**WHAT THIS EXERCISE ASKS**
a - Copy the road trip diary word for word from "Wednesday 6th July" to "cinema near you.".
b - According to the road trip diary, how far back the way the group came was Kanab, Utah, from Jacob's Lake?

Wednesday 6th July
Golly gosh, what a long time ago, allow us to cast our collective consciousness back through the mists of awesome... ah yes, I recall. We did nothing, again. We were stranded in Salt Lake City until the new temporary plate for the car arrived, and we were feeling optimistic about this day, so we checked out of our Comfort Inn, loaded up the car and lurked in the foyer waiting for the post to arrive. By 7pm it finally dawned on us that the postman didn't like us, and to add insult to injury the Comfort Inn was now full for the night, leaving us briefly homeless. A short foray to the Crystal Inn across the road (motels grow in patches) rectified this situation, and we killed the rest of the evening by toddling off to the cinema again and watching Pirates of the Caribbean 4, which was most enjoyable and should still be in a cinema near you.
Thursday 7th July
Any mail-related optimism suitably trampled by the monotony of the previous day, we needed to do something outside of Salt Lake City. Being boys with a toy (namely Dave), we couldn't resist the allure of the fabled Bonneville Speedway, so what optimism that remained made us leave Ed's phone number with the Comfort Inn before we once more hit the road. For those not in the know, the Americans noticed that the large areas of salty nothingess in this area would be a good place to drive cars incredibly quickly without crashing, and so set up Bonneville Speedway, which is a collection of flag markers stretching out for 10 miles onto the flats guiding drivers aiming to boost their bragging rights. After an hour and a half of dull freeway and a brief side road we were rewarded with the sight of no more road and blinding whiteness as far as the eye can see. What followed could be described by some as mild hooliganism or possibly just boys having fun, but after some successful drifts and doughnuts (and even Simon and Ed having a go behind the wheel) we decided the car was suitably caked in salt and called it a day, especially seeing as Tim and Guy's faces would probably break if they grinned any more. Returning to Salt Lake City we were once agin disappointed by both the United States Postal Service and FedEx and resigned ourselves to another night of waiting.
Friday 8th July
The plate arrived! Finally we could leave Utah! Our elation upon the arrival of the morning post was matched only by our elation at making two tonnes of metal go sideways instead of forwards the previous day, but hey, it had been an odd week. As for the rest of the day, there isn't much else to report. Our aim was to get as close to the Grand Canyon as possible, which to be fair we almost succeeded at. The closest town was Jacob's Lake, Arizona, which had but one eponymous inn; we thought that just because the sat nav said there was only one place to stay just meant others weren't showing up and that it would be a town teeming with motels. However, fate once again tripped us over and laughed at our misfortune, as Jacob's Lake was in the heart of the (rather pretty) Kaibab National Forest and consisted of some trees and one building, which was a very full inn. Disheartened, we found the nearest place to stay to be 35 miles back the way we came in the town of Kanab, Utah. So much for finally leaving the Beehive State. Nope, we have no idea why it's called that either.

**EXTRACTED MATERIAL**
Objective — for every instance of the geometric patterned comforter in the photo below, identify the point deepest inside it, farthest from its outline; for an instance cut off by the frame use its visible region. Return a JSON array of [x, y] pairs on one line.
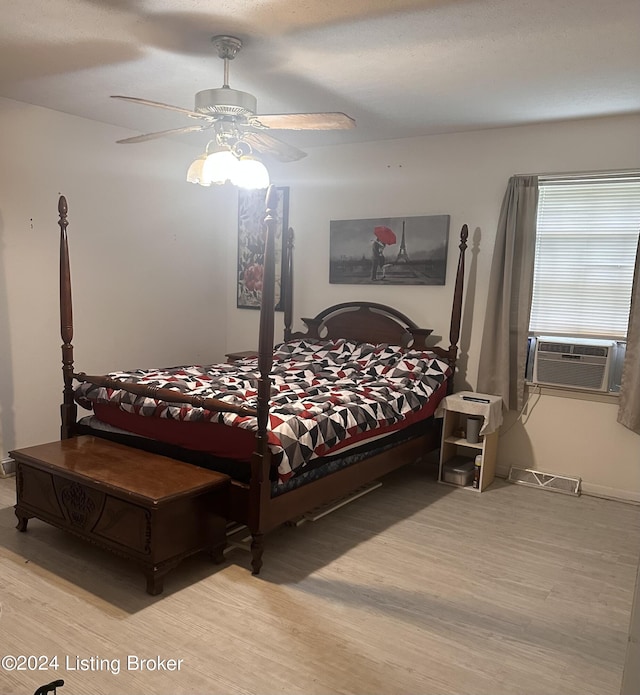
[[323, 393]]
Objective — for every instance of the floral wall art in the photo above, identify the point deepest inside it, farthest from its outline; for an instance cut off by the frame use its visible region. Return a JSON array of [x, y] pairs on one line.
[[251, 239]]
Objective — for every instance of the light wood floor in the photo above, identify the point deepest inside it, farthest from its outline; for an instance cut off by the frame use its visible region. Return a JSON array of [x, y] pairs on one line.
[[415, 588]]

**SOLUTIONS IN ORDER**
a -
Wednesday 6th July
Golly gosh, what a long time ago, allow us to cast our collective consciousness back through the mists of awesome... ah yes, I recall. We did nothing, again. We were stranded in Salt Lake City until the new temporary plate for the car arrived, and we were feeling optimistic about this day, so we checked out of our Comfort Inn, loaded up the car and lurked in the foyer waiting for the post to arrive. By 7pm it finally dawned on us that the postman didn't like us, and to add insult to injury the Comfort Inn was now full for the night, leaving us briefly homeless. A short foray to the Crystal Inn across the road (motels grow in patches) rectified this situation, and we killed the rest of the evening by toddling off to the cinema again and watching Pirates of the Caribbean 4, which was most enjoyable and should still be in a cinema near you.

b - 35 miles